Selected extract section start

LOS ANGELES — Ara Oshagan was having a busy year and a busy day. It was December 30th, and the year 2022 of our Lord Jesus Christ was just a day away. Oshagan had recently published a book of photography, displaced, about the Armenian ghetto of Bourj Hammoud in Beirut. His first foray into short filmmaking, a short experimental video in Western Armenian called “Resurrection Myth” had screened on several continents at festivals and won an important award. Recently returned from an invitation-only trip to South Korea, he was now scrambling to fill Tufenkian Fine Arts which had offered him their entire gallery space to exhibit his work. All this and Oshagan was still in charge with his wife Anahid of curating @ReflectSpace Gallery at the Glendale Central Library, now an important L.A. venue for socially relevant art. The multimedia wunderkind and father of four was on a roll.
At 9 A.M. Oshagan was autographing a copy of his latest book displaced for a friend on the East Coast. The black-and-white photographs within chronicle the mythic Armenian ghetto of Bourj Hammoud where an entire people — the Western Armenians of Cilicia — recovered after the Armenian Genocide. The photos form a deeply personal vision of families at dinner; kids hanging out on a street corner; an Easter procession that reproduces the ceremonies, foods and traditions of Cilician Armenians on streets named after their old villages and towns in the Ottoman Empire-Nor Marash, Nor Sis, Nor Adana etc… Says Oshagan: “displaced is perhaps my most personal work to date. Because there is a return to the spaces of my youth and a deep-seated, decades-long longing to see and touch across the dislocation that was my original flight from Beirut. It is a dark book and difficult to wrap my head around, to give it structure, to give it stability…Its complex layering and overlapping sensibilities are important to me, though for the casual reader of the book, they are not easily seen, subterranean.”

Selected extract section end
Dataset content section start

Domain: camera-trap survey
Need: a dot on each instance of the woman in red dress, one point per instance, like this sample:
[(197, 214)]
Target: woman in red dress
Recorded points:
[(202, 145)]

Dataset content section end

• _Required action_: Return the passage of the Ara Oshagan article from "LOS ANGELES —" up to and including "was on a roll.", copied word for word.

• _Written reply_:
LOS ANGELES — Ara Oshagan was having a busy year and a busy day. It was December 30th, and the year 2022 of our Lord Jesus Christ was just a day away. Oshagan had recently published a book of photography, displaced, about the Armenian ghetto of Bourj Hammoud in Beirut. His first foray into short filmmaking, a short experimental video in Western Armenian called “Resurrection Myth” had screened on several continents at festivals and won an important award. Recently returned from an invitation-only trip to South Korea, he was now scrambling to fill Tufenkian Fine Arts which had offered him their entire gallery space to exhibit his work. All this and Oshagan was still in charge with his wife Anahid of curating @ReflectSpace Gallery at the Glendale Central Library, now an important L.A. venue for socially relevant art. The multimedia wunderkind and father of four was on a roll.